Work request 1 |
In the excerpt on case control studies, how would you rewrite the paragraph beginning "Ultimately, it is a matter of" as a brief list that keeps its main facts?
Work request 2 |
In the excerpt on case control studies, set down word for word the part that opens with the words containing "On the other hand, there" and closes with "found in [2].".

Odds ratios or rate ratios?
The second major source of confusion in case control studies is whether one should report an odds ratio or a rate ratio. On the face of it, you would think an odds ratio since case control studies typically use logistic regression. However, this odds ratio is an estimator for the parameter of a data generating process that includes the sampling we carried out for cases and controls. In other words, it is not an estimator for the odds ratio in the population.
On the other hand, there are some circumstances under which the odds ratio in a case control study is equal to the rate ratio in the population. These conditions are laid out in our paper [1], and also in Sander’s paper from the early 80s [2]. In particular, this conclusion holds if the analysis uses risk set sampling to match cases with controls, the model includes strata terms for matched cases and controls, and the instantaneous rate ratio is constant over the study period. Risk set sampling means controls are randomly sampled from everyone who has not had an event at the time the of outcome for the index case. Proof of this can be found in [2].
Despite the fact that this has been known for over 50 years, there is still a great deal of confusion. In particular, there are a few papers out there that incorrectly claim that risk set sampling alone is sufficent for an odds ratio in the data generating process of a case control study to be equal to a rate ratio in the population.
Ultimately, it is a matter of ‘taste’ whether to report an odds ratio or rate ratio. Typically the entire motivation for estimating an odds ratio in a case control study is because it is also an estimator of a population parameter of interest - the rate ratio. On the other hand, it is not incorrect to report an odds ratio. What must be understood is that the odds ratio applies to a data generating process that includes the case control sampling, whereas the rate ratio applies to a data generating process for the whole population.
Re-using data points?
A final confusion that arises is that in risk set sampling, you can end up having the same individual as both a case and a control. This can happen if they are matched to another case at a time before they have had the event themselves. Surely that’s not allowed?
This can be resolved by understanding that the unit of observation in a case-control study is not an indivdual, but an individual at a particular instant in time. In other words, it’s as if each individual has a row in the data for every instant of follow-up time. That will generally result in an infinite number of observations, but the case control study only ever uses a finite subset of them. If an individual ends up having several of their observations included in the case control study, these should be understood as independent data points - or at least data points that are ‘sufficiently independent’ to satisfy the modelling assumptions that are made.
References
1. Kerr S, Greenland S, Rudan I et al. Understanding and reporting odds ratios as rate ratio estimates in case-control studies. Hournal of global health, 2023.
2. Greenland S, Thomas DC. On the need for the rare disease assumption in case-control studies. Am J Epidemiol. 1982;116:547-53. Erratum in: Am J Epidemiol 1990 Jun;131(6): 1102.

Data |
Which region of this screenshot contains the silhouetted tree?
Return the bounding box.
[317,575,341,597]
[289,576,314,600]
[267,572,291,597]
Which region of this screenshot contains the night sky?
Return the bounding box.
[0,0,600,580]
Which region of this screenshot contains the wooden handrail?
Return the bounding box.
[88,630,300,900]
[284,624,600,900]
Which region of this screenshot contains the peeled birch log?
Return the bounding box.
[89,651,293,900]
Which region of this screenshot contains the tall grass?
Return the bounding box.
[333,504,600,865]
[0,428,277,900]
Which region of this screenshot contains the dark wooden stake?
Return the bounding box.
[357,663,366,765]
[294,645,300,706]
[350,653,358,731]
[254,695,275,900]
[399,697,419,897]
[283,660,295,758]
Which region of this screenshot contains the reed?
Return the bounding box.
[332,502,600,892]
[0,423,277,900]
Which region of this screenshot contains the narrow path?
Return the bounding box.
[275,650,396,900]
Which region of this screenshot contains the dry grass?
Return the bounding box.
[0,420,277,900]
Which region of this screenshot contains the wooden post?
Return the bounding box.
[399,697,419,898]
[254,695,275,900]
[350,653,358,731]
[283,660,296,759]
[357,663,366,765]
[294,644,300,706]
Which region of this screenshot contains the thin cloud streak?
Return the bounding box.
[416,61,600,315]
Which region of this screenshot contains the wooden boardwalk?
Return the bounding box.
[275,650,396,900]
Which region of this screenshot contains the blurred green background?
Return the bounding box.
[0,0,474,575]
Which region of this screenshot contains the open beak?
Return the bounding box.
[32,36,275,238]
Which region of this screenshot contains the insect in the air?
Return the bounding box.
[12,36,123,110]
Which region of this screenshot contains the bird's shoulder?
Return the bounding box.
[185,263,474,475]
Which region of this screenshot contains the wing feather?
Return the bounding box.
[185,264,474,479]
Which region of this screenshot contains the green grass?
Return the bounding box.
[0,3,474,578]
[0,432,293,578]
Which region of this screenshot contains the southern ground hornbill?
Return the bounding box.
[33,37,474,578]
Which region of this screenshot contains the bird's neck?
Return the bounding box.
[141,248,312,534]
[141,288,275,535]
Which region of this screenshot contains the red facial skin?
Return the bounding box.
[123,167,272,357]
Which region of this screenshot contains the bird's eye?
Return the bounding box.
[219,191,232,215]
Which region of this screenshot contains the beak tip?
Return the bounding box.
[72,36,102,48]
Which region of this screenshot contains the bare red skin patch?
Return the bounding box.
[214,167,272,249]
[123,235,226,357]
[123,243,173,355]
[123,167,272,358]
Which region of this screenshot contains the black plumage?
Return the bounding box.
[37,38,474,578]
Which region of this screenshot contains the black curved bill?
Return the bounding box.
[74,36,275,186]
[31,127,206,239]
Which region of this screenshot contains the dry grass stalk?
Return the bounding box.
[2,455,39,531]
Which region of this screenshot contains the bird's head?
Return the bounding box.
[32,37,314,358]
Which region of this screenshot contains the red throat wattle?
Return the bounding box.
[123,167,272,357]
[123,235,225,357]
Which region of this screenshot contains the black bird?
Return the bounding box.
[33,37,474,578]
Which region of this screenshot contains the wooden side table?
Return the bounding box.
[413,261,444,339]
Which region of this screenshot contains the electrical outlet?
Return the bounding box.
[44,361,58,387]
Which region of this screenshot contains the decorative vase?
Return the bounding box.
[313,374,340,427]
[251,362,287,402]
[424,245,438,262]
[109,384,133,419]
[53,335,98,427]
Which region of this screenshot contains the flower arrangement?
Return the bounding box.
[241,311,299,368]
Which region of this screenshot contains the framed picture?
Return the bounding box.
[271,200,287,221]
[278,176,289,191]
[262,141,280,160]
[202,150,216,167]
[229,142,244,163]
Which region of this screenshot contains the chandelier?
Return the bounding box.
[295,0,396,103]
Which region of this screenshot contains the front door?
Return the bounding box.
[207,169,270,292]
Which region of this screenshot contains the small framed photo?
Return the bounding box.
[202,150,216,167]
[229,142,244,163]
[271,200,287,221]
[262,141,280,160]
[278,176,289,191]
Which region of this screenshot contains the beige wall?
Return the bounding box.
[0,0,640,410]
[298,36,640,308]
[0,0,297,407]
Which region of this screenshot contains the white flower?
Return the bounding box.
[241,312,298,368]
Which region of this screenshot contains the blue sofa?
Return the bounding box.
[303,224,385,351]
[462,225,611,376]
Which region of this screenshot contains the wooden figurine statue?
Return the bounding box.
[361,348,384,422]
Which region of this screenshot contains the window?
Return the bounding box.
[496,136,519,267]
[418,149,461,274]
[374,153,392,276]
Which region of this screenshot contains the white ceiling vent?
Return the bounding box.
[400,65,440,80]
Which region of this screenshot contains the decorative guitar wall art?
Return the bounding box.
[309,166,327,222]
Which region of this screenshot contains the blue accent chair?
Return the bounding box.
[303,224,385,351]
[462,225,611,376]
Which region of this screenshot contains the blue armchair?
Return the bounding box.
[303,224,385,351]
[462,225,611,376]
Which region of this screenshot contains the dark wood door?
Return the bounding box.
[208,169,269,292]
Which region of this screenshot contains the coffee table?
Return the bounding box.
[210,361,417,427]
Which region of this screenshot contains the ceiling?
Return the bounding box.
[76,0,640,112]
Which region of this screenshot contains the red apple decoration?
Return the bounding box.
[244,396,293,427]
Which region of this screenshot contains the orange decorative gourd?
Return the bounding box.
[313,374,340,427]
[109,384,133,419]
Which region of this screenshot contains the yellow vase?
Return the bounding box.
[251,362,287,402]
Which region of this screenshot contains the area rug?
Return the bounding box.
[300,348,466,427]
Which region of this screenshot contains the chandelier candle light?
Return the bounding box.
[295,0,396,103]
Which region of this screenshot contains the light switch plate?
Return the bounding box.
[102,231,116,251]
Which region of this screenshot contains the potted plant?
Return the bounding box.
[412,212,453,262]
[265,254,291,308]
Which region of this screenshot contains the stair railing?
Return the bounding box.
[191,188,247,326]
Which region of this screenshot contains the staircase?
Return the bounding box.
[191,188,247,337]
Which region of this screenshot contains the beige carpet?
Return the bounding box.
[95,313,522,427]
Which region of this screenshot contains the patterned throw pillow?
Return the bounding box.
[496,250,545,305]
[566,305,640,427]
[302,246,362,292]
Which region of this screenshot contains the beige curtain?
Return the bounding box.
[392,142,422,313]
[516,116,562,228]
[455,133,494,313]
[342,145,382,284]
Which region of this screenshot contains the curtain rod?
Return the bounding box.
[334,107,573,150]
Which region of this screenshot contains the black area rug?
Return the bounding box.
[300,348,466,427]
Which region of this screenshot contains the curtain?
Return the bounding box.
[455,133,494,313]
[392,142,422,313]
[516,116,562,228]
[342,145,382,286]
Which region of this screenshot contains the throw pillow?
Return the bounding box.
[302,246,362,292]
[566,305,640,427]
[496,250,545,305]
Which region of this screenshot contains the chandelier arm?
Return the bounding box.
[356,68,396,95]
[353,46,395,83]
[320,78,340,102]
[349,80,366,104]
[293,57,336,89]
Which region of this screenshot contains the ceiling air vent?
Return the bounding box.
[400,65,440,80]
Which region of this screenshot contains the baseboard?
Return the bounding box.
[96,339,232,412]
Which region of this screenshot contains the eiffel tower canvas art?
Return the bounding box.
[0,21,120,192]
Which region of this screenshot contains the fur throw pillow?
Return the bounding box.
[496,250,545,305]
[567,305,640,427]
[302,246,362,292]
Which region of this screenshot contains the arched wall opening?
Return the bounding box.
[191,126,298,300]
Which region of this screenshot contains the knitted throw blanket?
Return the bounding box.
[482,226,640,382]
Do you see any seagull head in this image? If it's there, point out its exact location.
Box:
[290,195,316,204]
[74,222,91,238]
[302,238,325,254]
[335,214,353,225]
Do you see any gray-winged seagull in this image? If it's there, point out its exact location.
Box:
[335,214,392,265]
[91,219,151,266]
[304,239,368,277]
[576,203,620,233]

Written solution 1 |
- Choosing between an odds ratio and a rate ratio is ultimately a matter of "taste."
- The usual motivation for estimating an odds ratio in a case control study is that it also estimates the rate ratio, a population parameter of interest.
- Reporting an odds ratio is not incorrect.
- The odds ratio applies to a data generating process that includes the case control sampling. The rate ratio applies to a data generating process for the whole population.

Written solution 2 |
On the other hand, there are some circumstances under which the odds ratio in a case control study is equal to the rate ratio in the population. These conditions are laid out in our paper [1], and also in Sander’s paper from the early 80s [2]. In particular, this conclusion holds if the analysis uses risk set sampling to match cases with controls, the model includes strata terms for matched cases and controls, and the instantaneous rate ratio is constant over the study period. Risk set sampling means controls are randomly sampled from everyone who has not had an event at the time the of outcome for the index case. Proof of this can be found in [2].